--- begin ---

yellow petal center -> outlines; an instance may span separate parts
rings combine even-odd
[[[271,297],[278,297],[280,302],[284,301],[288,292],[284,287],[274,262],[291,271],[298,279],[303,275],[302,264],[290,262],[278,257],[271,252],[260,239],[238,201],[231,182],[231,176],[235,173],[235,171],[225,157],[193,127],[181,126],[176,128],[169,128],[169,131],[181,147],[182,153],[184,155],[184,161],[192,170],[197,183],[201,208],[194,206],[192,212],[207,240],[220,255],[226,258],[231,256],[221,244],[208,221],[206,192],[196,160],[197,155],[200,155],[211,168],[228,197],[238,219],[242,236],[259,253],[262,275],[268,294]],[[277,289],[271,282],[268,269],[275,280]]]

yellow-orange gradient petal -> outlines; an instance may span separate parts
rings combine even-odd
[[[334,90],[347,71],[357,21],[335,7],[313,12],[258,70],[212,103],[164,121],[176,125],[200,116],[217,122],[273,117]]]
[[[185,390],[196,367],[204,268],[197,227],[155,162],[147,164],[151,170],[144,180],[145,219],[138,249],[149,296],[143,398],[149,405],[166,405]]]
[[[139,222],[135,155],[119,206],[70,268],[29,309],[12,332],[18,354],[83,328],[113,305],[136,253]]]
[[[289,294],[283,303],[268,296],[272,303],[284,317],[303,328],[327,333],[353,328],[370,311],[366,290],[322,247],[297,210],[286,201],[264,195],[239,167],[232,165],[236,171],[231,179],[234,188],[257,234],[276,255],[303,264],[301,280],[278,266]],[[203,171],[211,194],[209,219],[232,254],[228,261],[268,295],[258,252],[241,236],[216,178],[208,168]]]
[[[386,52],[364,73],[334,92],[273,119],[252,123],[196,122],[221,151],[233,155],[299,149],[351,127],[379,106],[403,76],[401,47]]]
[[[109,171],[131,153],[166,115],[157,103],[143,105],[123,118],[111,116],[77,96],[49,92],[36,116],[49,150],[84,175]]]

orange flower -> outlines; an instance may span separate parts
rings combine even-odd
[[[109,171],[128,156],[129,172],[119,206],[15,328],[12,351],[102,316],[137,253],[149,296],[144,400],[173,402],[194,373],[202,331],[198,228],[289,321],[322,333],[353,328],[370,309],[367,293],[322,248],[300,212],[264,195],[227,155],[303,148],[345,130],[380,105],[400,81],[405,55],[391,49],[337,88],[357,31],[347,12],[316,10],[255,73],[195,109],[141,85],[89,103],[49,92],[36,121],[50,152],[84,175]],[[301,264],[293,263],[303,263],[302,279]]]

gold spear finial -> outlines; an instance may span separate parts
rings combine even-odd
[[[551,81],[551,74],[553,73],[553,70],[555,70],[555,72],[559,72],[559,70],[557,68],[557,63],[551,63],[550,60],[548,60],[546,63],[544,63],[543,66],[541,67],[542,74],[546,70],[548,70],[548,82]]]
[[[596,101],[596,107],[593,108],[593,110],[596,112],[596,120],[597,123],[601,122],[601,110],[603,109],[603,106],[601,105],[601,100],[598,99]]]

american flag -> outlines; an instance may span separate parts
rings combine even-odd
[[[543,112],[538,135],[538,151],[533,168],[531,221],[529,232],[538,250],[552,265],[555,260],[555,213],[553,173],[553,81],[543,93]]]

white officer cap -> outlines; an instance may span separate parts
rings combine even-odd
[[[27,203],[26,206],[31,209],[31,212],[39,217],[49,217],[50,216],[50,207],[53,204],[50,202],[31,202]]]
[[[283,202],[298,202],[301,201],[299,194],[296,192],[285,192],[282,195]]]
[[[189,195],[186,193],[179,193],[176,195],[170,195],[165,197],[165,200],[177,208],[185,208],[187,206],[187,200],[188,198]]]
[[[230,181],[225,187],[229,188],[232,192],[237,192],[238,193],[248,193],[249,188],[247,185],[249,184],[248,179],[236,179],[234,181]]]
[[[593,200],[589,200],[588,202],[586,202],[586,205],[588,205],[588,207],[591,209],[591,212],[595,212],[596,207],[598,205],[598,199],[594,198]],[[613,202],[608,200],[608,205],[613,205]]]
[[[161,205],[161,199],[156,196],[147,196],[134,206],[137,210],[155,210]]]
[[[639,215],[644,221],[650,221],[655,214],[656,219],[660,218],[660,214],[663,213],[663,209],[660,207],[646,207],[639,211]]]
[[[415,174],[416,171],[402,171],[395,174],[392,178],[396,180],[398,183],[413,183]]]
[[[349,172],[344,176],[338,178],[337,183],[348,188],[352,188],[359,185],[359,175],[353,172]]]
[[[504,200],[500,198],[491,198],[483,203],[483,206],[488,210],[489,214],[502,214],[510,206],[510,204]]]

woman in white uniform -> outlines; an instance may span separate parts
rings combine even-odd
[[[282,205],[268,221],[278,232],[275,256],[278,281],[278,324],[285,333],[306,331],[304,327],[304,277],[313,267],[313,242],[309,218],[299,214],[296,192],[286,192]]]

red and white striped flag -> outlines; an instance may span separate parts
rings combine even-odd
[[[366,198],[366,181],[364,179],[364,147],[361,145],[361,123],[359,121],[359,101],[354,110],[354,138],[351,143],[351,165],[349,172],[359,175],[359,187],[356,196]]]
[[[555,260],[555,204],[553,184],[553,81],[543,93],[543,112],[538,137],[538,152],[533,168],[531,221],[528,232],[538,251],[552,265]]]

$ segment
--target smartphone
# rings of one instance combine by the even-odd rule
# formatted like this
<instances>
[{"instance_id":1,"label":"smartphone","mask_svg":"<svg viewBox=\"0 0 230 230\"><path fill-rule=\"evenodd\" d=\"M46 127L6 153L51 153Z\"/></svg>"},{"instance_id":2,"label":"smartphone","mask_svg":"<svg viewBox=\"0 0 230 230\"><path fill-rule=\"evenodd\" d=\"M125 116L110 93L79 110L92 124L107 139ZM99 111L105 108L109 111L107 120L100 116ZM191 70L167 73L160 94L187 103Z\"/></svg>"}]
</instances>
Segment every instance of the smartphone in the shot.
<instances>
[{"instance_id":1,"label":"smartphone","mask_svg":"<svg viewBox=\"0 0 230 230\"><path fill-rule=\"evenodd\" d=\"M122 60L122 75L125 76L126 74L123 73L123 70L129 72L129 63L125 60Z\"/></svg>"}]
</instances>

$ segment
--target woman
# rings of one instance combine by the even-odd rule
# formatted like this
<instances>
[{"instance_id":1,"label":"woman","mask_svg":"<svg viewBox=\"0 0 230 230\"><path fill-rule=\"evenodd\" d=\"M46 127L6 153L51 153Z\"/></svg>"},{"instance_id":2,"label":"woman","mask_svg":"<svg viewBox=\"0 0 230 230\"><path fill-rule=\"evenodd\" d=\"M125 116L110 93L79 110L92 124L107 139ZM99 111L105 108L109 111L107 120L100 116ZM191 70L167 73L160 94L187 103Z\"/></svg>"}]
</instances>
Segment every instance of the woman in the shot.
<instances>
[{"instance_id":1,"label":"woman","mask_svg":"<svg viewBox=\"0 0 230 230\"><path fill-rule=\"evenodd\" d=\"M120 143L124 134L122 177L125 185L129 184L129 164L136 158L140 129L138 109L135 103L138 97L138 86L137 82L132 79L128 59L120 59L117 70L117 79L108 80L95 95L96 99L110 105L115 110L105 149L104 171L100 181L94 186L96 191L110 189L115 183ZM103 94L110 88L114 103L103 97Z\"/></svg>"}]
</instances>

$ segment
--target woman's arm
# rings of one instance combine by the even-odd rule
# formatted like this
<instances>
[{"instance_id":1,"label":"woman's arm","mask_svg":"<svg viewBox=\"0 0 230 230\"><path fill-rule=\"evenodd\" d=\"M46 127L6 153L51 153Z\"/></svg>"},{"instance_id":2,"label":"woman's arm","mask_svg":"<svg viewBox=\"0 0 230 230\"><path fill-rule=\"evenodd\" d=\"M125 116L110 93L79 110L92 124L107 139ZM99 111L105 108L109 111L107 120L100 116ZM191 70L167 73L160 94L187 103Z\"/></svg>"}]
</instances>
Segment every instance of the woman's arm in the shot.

--- end ---

Copy each line of the records that contains the word "every".

ANSWER IN FULL
Segment every instance of the smartphone in the shot.
Segment every instance of the woman in the shot.
Segment every instance of the woman's arm in the shot.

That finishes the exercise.